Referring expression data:
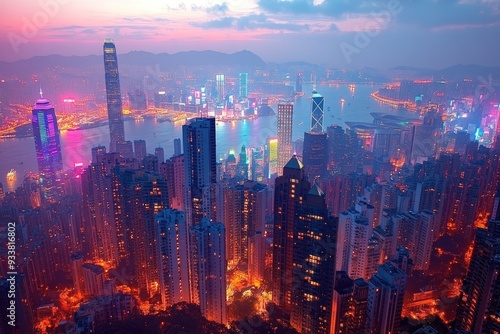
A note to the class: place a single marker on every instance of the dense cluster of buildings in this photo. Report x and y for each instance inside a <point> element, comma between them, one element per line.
<point>335,229</point>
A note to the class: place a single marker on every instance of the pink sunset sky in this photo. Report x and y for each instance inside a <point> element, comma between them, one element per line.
<point>425,33</point>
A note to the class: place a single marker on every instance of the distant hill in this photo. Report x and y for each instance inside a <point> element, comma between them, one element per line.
<point>135,58</point>
<point>453,73</point>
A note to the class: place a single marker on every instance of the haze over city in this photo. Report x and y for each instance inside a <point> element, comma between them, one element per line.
<point>428,33</point>
<point>260,166</point>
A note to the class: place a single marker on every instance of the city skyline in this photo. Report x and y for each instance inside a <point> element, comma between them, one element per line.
<point>350,34</point>
<point>293,199</point>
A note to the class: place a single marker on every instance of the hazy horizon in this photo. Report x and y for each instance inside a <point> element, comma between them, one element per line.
<point>379,34</point>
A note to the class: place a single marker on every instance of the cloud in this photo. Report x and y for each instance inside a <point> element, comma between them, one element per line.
<point>217,8</point>
<point>421,13</point>
<point>251,22</point>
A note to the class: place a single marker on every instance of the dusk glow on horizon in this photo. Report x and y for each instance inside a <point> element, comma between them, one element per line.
<point>322,32</point>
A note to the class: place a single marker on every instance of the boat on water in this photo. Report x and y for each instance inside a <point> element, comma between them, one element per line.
<point>11,175</point>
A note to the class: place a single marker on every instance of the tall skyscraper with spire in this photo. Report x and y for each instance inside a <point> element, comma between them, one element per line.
<point>315,152</point>
<point>48,148</point>
<point>285,123</point>
<point>199,169</point>
<point>317,112</point>
<point>113,94</point>
<point>290,191</point>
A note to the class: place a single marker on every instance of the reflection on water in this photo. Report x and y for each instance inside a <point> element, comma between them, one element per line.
<point>76,145</point>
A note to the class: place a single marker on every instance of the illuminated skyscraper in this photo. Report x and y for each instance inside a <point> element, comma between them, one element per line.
<point>199,169</point>
<point>171,232</point>
<point>385,299</point>
<point>298,83</point>
<point>244,214</point>
<point>315,154</point>
<point>48,148</point>
<point>208,261</point>
<point>315,232</point>
<point>290,191</point>
<point>220,87</point>
<point>479,303</point>
<point>317,112</point>
<point>271,153</point>
<point>113,94</point>
<point>285,122</point>
<point>140,149</point>
<point>243,85</point>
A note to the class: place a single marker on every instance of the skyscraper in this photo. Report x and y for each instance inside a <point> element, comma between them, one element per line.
<point>317,112</point>
<point>113,94</point>
<point>285,122</point>
<point>315,232</point>
<point>199,169</point>
<point>171,232</point>
<point>140,149</point>
<point>315,154</point>
<point>220,87</point>
<point>290,191</point>
<point>208,261</point>
<point>385,299</point>
<point>48,148</point>
<point>245,214</point>
<point>479,303</point>
<point>243,85</point>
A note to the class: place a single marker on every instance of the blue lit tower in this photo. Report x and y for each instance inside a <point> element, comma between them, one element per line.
<point>315,152</point>
<point>199,169</point>
<point>243,85</point>
<point>48,148</point>
<point>317,112</point>
<point>113,94</point>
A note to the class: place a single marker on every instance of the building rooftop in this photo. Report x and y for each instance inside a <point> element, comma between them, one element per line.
<point>294,163</point>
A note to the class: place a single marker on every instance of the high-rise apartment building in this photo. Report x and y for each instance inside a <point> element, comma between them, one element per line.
<point>48,149</point>
<point>173,250</point>
<point>208,269</point>
<point>113,94</point>
<point>313,265</point>
<point>385,299</point>
<point>140,149</point>
<point>317,112</point>
<point>199,169</point>
<point>315,154</point>
<point>285,123</point>
<point>290,191</point>
<point>243,85</point>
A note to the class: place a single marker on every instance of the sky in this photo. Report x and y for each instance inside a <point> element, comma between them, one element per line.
<point>342,33</point>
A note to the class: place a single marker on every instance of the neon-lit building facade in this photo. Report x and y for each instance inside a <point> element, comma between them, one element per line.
<point>317,112</point>
<point>243,85</point>
<point>285,123</point>
<point>113,94</point>
<point>48,148</point>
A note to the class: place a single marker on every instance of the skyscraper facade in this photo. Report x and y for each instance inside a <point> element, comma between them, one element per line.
<point>317,112</point>
<point>243,85</point>
<point>479,303</point>
<point>173,249</point>
<point>313,265</point>
<point>285,122</point>
<point>113,94</point>
<point>315,154</point>
<point>208,267</point>
<point>199,169</point>
<point>385,299</point>
<point>48,148</point>
<point>220,87</point>
<point>290,191</point>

#### [WHAT THE TASK ASKS]
The records above must be copied exactly, with no pictures carried over.

#### [TASK ANSWER]
A note to the class: place a single marker on every instance of the dense cluster of buildings in this photo. Report x and y for each instance inside a <point> element, comma between them, one element per line.
<point>335,229</point>
A note to the class: place a single marker on every instance of the pink sunset sky in this photo. Report x and y for each instance inside a <point> element, comma between them, one element per line.
<point>425,33</point>
A note to the class: place a single marker on every instance of the distant hill in this photo. Report x and y for each instance inside a <point> element, comma between them, one element per line.
<point>135,58</point>
<point>453,73</point>
A note to the class: place a single marker on every instance of the haze over city in this photo. Report x and y for each instance inside a <point> element, comma between them, one element per line.
<point>428,33</point>
<point>260,166</point>
A note to the class: place a single marker on every instance of the city skyline in this photo. Report x and y for each instance inside a <point> element, comma between them, one element per line.
<point>350,34</point>
<point>293,199</point>
A note to the class: place a single marker on every instance of the hazy horizon in this photo. Report x and y for each instance inside a <point> element, comma between them, one element per line.
<point>379,34</point>
A note to the class: place a single marker on every instance of the cloud in this photo. Report x and y for each instance inside a <point> element, comma between them, one element per line.
<point>217,8</point>
<point>421,13</point>
<point>251,22</point>
A note to the class: place a single marker on every instance of the dusk glow on horizon in this photo. Report x and y for each instance inside a <point> element, comma between them, one element per line.
<point>322,32</point>
A note to the class: place a single marker on every instance of the boat on water in this photo. Report x and y for each instance inside a <point> element, comma between them, one element per line.
<point>11,175</point>
A note to the class: place a single marker on every instance of the tall skyscraper with spire in this photo. Report x and y for each instance inside a <point> element, comma between them, one element per line.
<point>315,152</point>
<point>48,148</point>
<point>285,123</point>
<point>199,169</point>
<point>317,112</point>
<point>113,94</point>
<point>290,191</point>
A note to the class: place a single marker on every instance of the reflection on water in this photo. Report x and y for each instance inside a <point> element, comma between them, one element per line.
<point>76,145</point>
A note to the class: place a single marker on every instance of the illuminated skyscraper in this photo. Report x and y for each instance inside a <point> element, comma between them, one element per line.
<point>199,169</point>
<point>171,232</point>
<point>385,299</point>
<point>298,83</point>
<point>244,214</point>
<point>315,154</point>
<point>48,148</point>
<point>208,261</point>
<point>315,232</point>
<point>290,191</point>
<point>220,87</point>
<point>479,303</point>
<point>317,112</point>
<point>271,153</point>
<point>113,94</point>
<point>285,122</point>
<point>140,149</point>
<point>243,85</point>
A note to the class: place a single marker on every instance of the skyscraper in this photo. Report x and y for each instance inside a <point> element, comma between them, one element per line.
<point>317,112</point>
<point>113,94</point>
<point>285,122</point>
<point>315,232</point>
<point>199,169</point>
<point>171,232</point>
<point>140,149</point>
<point>315,154</point>
<point>220,87</point>
<point>290,191</point>
<point>208,261</point>
<point>385,299</point>
<point>48,148</point>
<point>245,214</point>
<point>479,303</point>
<point>243,85</point>
A note to the class: place a single marker on every instance of the blue lit tower in this photo. Report x and y for each instance inside a <point> element, comma between them, one element per line.
<point>315,152</point>
<point>199,169</point>
<point>243,85</point>
<point>48,148</point>
<point>317,112</point>
<point>113,94</point>
A note to the class: place a single marker on every instance of the building rooftop in this photo. Report x and y for each instance inside a <point> element, comma between them, one element per line.
<point>294,163</point>
A note to the class: place a single marker on every instance of the high-rise apartment building in this photo. Report x and y for each instance inside a <point> element, comma between them, one element per line.
<point>48,149</point>
<point>173,250</point>
<point>208,269</point>
<point>113,94</point>
<point>313,265</point>
<point>385,299</point>
<point>140,149</point>
<point>317,112</point>
<point>199,169</point>
<point>315,154</point>
<point>285,123</point>
<point>290,191</point>
<point>243,85</point>
A note to the class: place a single marker on every instance of the sky in this photo. Report x and y for each instance inside a <point> element, comma between them, one element per line.
<point>342,33</point>
A note to the class: place a single marker on every instance of the neon-lit building facade in this photo. Report x and y for each instance inside a <point> element, comma between them, one element per line.
<point>317,112</point>
<point>243,85</point>
<point>285,123</point>
<point>113,94</point>
<point>48,148</point>
A note to the class: place a single marker on every instance of the skyscraper facade in this photo. Report x and y for each instance inside a <point> element, comma between them, one element per line.
<point>317,112</point>
<point>243,85</point>
<point>479,303</point>
<point>173,249</point>
<point>313,265</point>
<point>285,122</point>
<point>113,94</point>
<point>315,154</point>
<point>208,267</point>
<point>199,169</point>
<point>385,299</point>
<point>48,148</point>
<point>220,87</point>
<point>290,191</point>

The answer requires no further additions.